Maui veterans clinic now fully staffed

By Brian Perry
Assistant City Editor

KAHULUI — The Department of Veterans Affairs has hired a doctor and a physician's assistant for the Maui Community Based Outpatient Clinic in Kahului, bringing the facility to full staffing, according to The Maui News.

The hiring of Dr. James Lockyer and physician's assistant Norman Mallory comes after a full-time doctor was dismissed from the clinic in early May and Maui veterans staged sign-waving protests late that month and in June. The clinic has had problems with retaining and recruiting doctors. Replacing one doctor who left the clinic earlier took several months.

Mallory began work last week, and Lockyer started seeing patients early this week.

Rogelio "Roger" Evangelista, a disabled Vietnam veteran and president of the Maui County Veterans Council, said Maui veterans are pleased to have a second physician, but they're worried that this doctor, like others before him, won't stay for long, and they question how the physician's assistant will fit in.

"It's good that they finally got a full staff here on Maui," he said yesterday.

Veterans still believe the Maui clinic is busy enough to have a third full-time doctor, he added.

#### [WHAT IS REQUIRED]
Summarize the article about the Maui veterans clinic in two sentences. The items that come after this article were taken from a separate source.

Point-per-instance localization data

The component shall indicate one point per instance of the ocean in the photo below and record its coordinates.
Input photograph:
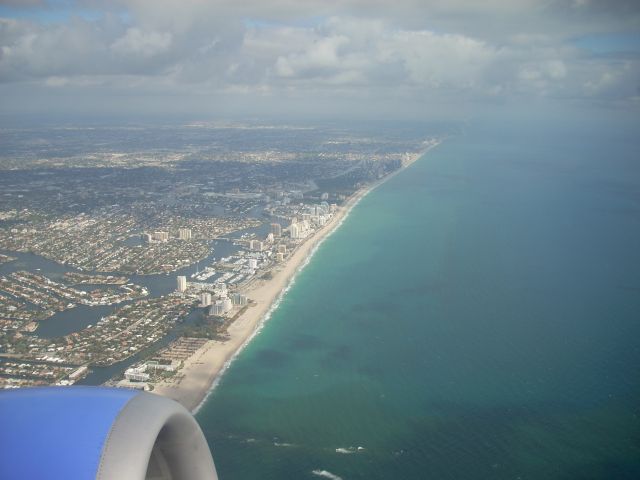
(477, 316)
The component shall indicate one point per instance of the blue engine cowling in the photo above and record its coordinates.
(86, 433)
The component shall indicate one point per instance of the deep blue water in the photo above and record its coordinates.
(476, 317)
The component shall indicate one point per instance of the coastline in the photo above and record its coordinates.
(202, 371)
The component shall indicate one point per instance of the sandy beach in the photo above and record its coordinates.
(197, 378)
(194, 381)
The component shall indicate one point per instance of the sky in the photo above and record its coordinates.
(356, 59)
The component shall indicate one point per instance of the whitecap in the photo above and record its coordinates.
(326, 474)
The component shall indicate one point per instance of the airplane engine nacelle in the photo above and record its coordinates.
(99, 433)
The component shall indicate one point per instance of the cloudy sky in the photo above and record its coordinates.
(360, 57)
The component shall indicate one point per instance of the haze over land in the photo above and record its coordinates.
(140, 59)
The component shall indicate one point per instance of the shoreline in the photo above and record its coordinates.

#### [YOUR SOLUTION]
The Department of Veterans Affairs has hired Dr. James Lockyer and physician's assistant Norman Mallory, bringing the Maui Community Based Outpatient Clinic in Kahului to full staffing after a full-time doctor was dismissed in early May and Maui veterans staged sign-waving protests. Rogelio "Roger" Evangelista, president of the Maui County Veterans Council, said veterans are pleased to have a second physician but worry he won't stay long, question how the physician's assistant will fit in, and still believe the clinic is busy enough for a third full-time doctor.